▶ [Passage to read]
○ ○ ○ ○ ○

Shourie stands by reports on L.N. Mishra murder

April 3rd, 2008 - 9:19 pm ICT by admin  

New Delhi, April 3 (IANS) Former cabinet minister Arun Shourie Thursday told a court here Thursday that he stood by the articles on the 1975 murder of Congress leader L.N. Mishra published by The Indian Express. In his statement in the court of Additional District Judge M.C. Garg, Shourie said he wrote in 1978 about the murder.

He said that erstwhile chief reporter B.M. Sinha wrote the other articles in the daily in consultation with him.

“I stood by those articles… I had also written two articles in the daily about the probe carried out by the CBI (Central Bureau of Investigation),” he said.

The court summoned him March 12 to depose as a defence witness. However, his cross-examination remained incomplete. The court posted the matter for further hearing to the first week of May.

The case has dragged on for 33 years in lower courts and has been heard by 19 judges - but the court is still recording the statements of defence witnesses.

With its documents running into about 11,000 pages, it is perhaps the oldest case in the files of the CBI.

While one of the eight accused, all from the Hindu sect Anand Marg, has died, four defence lawyers have also passed away during the course of the trial.

Mishra, a confidant of then prime minister Indira Gandhi, visited Samastipur in Bihar Jan 2, 1975 to declare open a broad gauge line.

A grenade was lobbed on the dais where he was present, injuring him seriously. He was taken to Danapur where he died a day later.

The chain of events following the attack further deepened the mystery shrouding what was seen as the country’s first political killing.

Mishra was taken from Samastipur to a small railway hospital in Danapur almost 150 km away when better medical facilities were available just 30 minutes away in Darbhanga.

Moreover, the train carrying him was not made to stop at Patna, where he could have got better treatment.

It was also alleged that the train was held up at several places, delaying the treatment that could have saved Mishra. Also, no post-mortem was ever carried out.

The case is also the first in the country to have been transferred outside the state by the Supreme Court for fear of destruction of evidence.

The eight accused in the case are Santosh Anand, Sudevanand, Gopalji, Ranjan Dwivedi, Dinyanand, Ram Kumar, Ramasray and Arthanand. Arthanand has died.

Gopalji, Ram Kumar and Ramasray are absconding and have been declared proclaimed offenders. The seven accused who are alive are now said to be in their 60s. A total of 151 witnesses have been examined.

○ ○ ○ ○ ○

▶ [Actions to take]
- 1) Output the part of the news report from "Gopalji, Ram Kumar" up to and including "have been examined.", copied word for word.
- 2) According to the news report, how many judges have heard the case in the lower courts?
Rely only on the news report above.

[Items from a dataset]
○ ○ ○ ○ ○

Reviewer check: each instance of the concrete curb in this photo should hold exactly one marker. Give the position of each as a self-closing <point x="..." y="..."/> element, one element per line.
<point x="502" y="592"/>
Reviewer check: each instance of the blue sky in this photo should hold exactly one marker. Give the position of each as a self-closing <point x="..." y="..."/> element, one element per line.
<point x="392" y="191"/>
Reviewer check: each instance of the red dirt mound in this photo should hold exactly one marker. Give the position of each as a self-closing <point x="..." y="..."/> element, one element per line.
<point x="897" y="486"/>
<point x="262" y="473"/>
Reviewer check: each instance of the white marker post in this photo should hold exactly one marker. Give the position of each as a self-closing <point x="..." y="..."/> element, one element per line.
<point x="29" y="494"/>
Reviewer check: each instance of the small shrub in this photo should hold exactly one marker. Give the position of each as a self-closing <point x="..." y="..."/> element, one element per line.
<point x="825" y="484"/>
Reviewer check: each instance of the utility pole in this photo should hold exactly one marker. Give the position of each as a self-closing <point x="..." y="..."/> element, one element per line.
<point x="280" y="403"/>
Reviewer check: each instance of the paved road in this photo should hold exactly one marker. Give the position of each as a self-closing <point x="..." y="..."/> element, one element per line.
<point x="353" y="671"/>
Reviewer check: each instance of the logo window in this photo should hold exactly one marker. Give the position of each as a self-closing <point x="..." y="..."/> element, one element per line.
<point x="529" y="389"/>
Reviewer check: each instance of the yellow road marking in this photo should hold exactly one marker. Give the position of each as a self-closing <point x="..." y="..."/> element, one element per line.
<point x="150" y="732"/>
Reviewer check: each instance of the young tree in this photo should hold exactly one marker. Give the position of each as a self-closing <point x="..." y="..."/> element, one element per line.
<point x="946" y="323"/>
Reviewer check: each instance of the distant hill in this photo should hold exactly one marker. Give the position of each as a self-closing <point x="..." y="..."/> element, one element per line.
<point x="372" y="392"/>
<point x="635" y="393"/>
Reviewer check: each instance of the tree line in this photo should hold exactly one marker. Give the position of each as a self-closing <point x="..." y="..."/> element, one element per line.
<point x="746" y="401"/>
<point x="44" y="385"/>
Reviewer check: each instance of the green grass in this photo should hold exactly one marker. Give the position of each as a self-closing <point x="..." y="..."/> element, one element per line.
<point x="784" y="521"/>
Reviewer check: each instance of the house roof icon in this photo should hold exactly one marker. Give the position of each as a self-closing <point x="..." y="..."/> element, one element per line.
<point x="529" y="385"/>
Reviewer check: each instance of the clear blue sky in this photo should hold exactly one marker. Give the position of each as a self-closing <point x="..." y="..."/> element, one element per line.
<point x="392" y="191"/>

○ ○ ○ ○ ○

▶ [Solutions for each task]
- 1)
Gopalji, Ram Kumar and Ramasray are absconding and have been declared proclaimed offenders. The seven accused who are alive are now said to be in their 60s. A total of 151 witnesses have been examined.

- 2) 19 judges